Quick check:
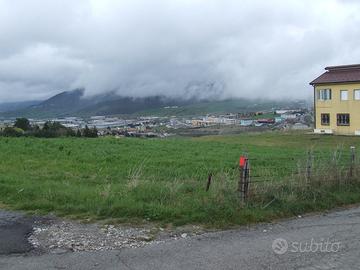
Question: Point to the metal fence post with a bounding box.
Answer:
[349,146,355,177]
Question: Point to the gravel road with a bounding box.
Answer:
[0,207,360,270]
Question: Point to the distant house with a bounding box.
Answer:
[240,119,254,127]
[310,64,360,135]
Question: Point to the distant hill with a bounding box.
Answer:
[0,100,41,112]
[0,89,306,118]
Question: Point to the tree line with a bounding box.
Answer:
[0,118,98,138]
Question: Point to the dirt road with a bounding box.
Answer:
[0,208,360,270]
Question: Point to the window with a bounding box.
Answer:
[354,89,360,100]
[337,113,350,126]
[321,113,330,126]
[340,90,349,100]
[318,89,331,100]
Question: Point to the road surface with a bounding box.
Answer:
[0,208,360,270]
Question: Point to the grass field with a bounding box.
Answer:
[0,132,360,226]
···
# What the exercise asks:
Convert the part of the listing above that opens with the line containing "Question: Point to the distant house" and runs through the end of the listing into a two-column CSV with the header columns "request" and "answer". Give one row per request, and put each field in double quotes with any line breaks replaced by spaces.

# Full solution:
request,answer
"Question: Point to the distant house with a bounding box. Answer:","[240,119,254,127] [310,64,360,135]"
"Question: Point to the distant hill with a bounding box. Answer:","[0,100,41,112] [0,89,306,118]"
"Question: Point to the tree line with a bounding box. Answer:","[0,118,98,138]"
"Question: Point to the dirt road with a bounding box. Answer:","[0,208,360,270]"
"Question: Point to the window with a bounding box. Answer:","[354,89,360,100] [337,113,350,126] [321,113,330,126] [340,90,349,100] [318,89,331,100]"
"Question: Point to the road surface with a bounding box. Answer:","[0,208,360,270]"
"Question: Point to the grass field with a bounding box. Answer:","[0,132,360,226]"